AIM:
Please recast the entries from the line containing "of neighboring house." up to and including the line containing "wooden balcony railing." as a JSON list of strings, one string per line, leaving out any blank lines.

++++

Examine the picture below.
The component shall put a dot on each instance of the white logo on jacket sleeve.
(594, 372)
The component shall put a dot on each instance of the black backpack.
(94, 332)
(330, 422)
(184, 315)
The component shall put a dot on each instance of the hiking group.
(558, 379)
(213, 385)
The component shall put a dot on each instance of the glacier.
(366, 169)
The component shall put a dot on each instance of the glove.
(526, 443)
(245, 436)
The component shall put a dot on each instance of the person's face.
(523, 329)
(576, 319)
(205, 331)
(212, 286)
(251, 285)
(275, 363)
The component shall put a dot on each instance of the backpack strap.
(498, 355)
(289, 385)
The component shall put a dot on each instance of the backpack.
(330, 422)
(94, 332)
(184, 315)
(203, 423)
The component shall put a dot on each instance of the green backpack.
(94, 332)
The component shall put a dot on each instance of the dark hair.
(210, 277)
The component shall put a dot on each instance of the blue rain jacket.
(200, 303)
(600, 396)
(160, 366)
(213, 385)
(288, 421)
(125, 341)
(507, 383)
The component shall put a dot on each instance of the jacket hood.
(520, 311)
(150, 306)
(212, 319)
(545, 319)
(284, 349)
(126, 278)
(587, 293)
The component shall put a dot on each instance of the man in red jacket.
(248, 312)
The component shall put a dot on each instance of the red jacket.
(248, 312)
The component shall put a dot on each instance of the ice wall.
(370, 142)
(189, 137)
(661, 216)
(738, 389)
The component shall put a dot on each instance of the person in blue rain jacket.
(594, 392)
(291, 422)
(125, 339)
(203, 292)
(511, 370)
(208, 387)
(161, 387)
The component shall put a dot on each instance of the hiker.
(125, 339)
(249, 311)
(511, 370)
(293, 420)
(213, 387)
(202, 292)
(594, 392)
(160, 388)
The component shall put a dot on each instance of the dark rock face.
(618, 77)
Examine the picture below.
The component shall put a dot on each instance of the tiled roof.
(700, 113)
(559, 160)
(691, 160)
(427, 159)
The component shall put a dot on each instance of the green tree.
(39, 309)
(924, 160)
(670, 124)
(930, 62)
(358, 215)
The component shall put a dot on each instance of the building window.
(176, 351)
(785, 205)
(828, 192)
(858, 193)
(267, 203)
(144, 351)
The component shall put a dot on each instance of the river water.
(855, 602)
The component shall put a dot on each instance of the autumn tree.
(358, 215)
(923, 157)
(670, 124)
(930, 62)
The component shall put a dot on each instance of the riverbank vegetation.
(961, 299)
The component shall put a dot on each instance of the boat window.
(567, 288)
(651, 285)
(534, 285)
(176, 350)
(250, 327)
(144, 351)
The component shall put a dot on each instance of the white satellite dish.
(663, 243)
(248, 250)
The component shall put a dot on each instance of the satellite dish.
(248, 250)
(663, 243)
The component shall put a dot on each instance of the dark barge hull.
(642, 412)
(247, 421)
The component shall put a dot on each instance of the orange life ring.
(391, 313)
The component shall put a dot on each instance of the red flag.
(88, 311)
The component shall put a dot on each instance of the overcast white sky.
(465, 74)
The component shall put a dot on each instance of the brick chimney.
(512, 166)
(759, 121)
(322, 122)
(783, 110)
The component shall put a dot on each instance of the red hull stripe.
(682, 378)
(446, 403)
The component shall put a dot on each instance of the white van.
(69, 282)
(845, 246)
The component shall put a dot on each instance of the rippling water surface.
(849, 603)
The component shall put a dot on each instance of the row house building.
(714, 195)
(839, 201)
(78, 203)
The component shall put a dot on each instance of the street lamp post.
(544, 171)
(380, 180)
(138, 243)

++++

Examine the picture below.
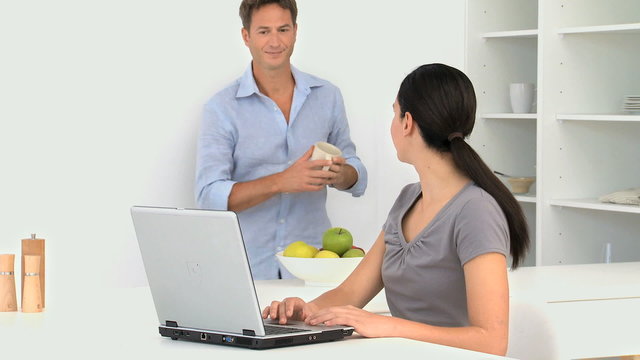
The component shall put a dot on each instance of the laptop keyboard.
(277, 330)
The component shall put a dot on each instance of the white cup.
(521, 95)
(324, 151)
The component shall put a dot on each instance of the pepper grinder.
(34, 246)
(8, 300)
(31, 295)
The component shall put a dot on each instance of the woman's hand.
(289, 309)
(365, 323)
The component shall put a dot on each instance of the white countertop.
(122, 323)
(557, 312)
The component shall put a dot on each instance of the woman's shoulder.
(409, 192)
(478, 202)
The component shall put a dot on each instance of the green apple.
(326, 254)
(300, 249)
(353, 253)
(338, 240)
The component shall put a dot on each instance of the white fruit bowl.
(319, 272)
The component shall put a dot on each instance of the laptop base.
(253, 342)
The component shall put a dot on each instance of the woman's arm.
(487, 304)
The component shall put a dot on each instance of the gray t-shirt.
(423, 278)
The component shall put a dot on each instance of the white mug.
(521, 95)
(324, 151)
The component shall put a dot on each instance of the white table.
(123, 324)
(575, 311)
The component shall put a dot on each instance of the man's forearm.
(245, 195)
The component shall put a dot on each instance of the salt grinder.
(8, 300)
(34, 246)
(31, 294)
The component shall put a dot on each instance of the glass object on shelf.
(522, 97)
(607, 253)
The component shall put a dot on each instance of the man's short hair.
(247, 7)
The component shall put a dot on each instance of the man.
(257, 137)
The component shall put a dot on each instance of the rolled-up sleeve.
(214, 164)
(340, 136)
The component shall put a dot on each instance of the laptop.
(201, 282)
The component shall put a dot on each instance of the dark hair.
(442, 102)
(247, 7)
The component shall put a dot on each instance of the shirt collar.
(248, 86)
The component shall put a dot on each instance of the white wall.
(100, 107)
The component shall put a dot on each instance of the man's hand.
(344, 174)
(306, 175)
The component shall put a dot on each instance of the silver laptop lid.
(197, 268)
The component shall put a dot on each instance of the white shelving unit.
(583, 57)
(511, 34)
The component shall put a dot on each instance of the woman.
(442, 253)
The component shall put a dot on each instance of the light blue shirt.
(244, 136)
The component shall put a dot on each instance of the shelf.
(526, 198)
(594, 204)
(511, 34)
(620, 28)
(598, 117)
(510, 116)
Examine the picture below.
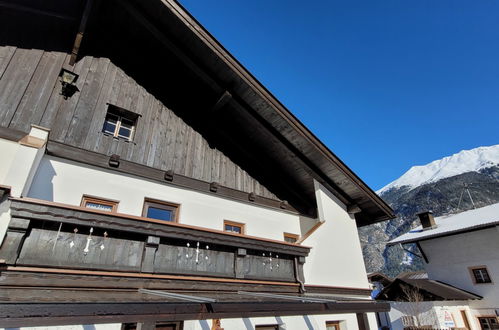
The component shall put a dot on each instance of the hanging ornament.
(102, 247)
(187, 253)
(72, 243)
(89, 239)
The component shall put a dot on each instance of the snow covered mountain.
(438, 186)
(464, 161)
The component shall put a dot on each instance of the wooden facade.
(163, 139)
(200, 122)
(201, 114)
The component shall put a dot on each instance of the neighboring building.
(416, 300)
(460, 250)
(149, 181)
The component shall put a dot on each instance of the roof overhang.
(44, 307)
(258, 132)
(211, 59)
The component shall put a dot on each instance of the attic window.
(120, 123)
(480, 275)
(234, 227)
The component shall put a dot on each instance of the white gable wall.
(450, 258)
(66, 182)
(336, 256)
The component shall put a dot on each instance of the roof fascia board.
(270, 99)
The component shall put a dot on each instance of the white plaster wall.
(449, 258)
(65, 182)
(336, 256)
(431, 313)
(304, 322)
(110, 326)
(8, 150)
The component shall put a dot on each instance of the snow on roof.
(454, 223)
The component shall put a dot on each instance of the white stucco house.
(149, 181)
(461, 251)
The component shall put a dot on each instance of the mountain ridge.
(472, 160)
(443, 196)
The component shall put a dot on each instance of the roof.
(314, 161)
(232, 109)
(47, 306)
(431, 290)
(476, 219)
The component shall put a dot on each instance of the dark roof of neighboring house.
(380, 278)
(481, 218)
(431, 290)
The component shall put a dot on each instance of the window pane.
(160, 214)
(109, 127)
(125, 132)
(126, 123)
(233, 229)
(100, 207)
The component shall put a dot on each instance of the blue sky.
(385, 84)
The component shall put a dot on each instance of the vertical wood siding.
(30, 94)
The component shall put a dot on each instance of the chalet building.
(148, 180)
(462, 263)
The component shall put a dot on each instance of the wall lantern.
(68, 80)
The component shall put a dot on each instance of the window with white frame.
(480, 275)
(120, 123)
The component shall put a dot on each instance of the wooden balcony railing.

++++

WRITTEN ANSWER:
[
  "The component shall put a dot on each instance of the dark roof of neighboring house.",
  "(380, 278)",
  "(481, 218)",
  "(431, 290)",
  "The component shall put a dot on each instance of the window pane.",
  "(160, 214)",
  "(109, 127)",
  "(125, 132)",
  "(126, 123)",
  "(233, 229)",
  "(100, 207)",
  "The component shall put a dot on each instance of the blue sky.",
  "(385, 84)",
  "The component shall put a dot on each instance of the vertical wood siding.",
  "(30, 94)",
  "The component shall put a dot on each instance of the chalet building.",
  "(148, 180)",
  "(462, 263)",
  "The component shall put a dot on each instance of the wall lantern.",
  "(68, 80)",
  "The component shall put a dot on each instance of the window with white frame.",
  "(480, 275)",
  "(120, 123)",
  "The component shall put a dot on each instance of the wooden balcony railing."
]